* _Supplied text_:
- - - - -

Scalable 96-well Plate Based iPSC Culture and Production Using a Robotic Liquid Handling System

Published on: May 14, 2015

Area of Science:

  • Pharmacogenomics
  • Drug Development
  • Stem Cell Biology

Background:

  • Genetic variation significantly influences drug efficacy and toxicity, leading to adverse drug reactions (ADRs).
  • ADRs, particularly liver toxicity, are a major cause of post-marketing drug failure.
  • Early detection of genetic predisposition to toxicity is crucial for drug development.

Purpose of the Study:

  • To explore the utility of induced pluripotent stem cells (iPSCs) in addressing the challenge of incorporating genetic diversity into drug development.
  • To discuss the benefits and challenges associated with using iPSCs for creating ethnically diverse cell line collections.

Main Methods:

  • Utilizing induced pluripotent stem cells (iPSCs) derived from diverse individuals.
  • Differentiating iPSCs into various relevant cell types for drug testing.
  • Leveraging iPSC self-renewal capacity for generating large, quality-controlled cell populations.

Main Results:

  • iPSCs can be generated from any individual, reflecting diverse genetic backgrounds.
  • iPSCs are amenable to differentiation into multiple cell types relevant for drug screening.
  • The self-renewal property of iPSCs enables scalable production of diverse cell models.

Conclusions:

  • iPSCs present a promising platform for introducing genetic diversity into preclinical drug development.
  • Using iPSC-derived cells can help predict drug efficacy and toxicity across diverse populations.
  • Addressing the challenges of iPSC generation and differentiation is key to realizing their full potential in personalized medicine.

- - - - -

* _Task goal_: Write out the study summary again, everything from "Purpose of the" down to "into drug development.", replacing "genetic diversity" with "genetic variability" at each occurrence. Rely on the study summary alone, without outside sources.

- - - - -

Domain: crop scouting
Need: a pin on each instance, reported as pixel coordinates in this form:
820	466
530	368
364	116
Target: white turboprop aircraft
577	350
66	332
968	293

- - - - -

* _Answer section_:
Purpose of the Study:

  • To explore the utility of induced pluripotent stem cells (iPSCs) in addressing the challenge of incorporating genetic variability into drug development.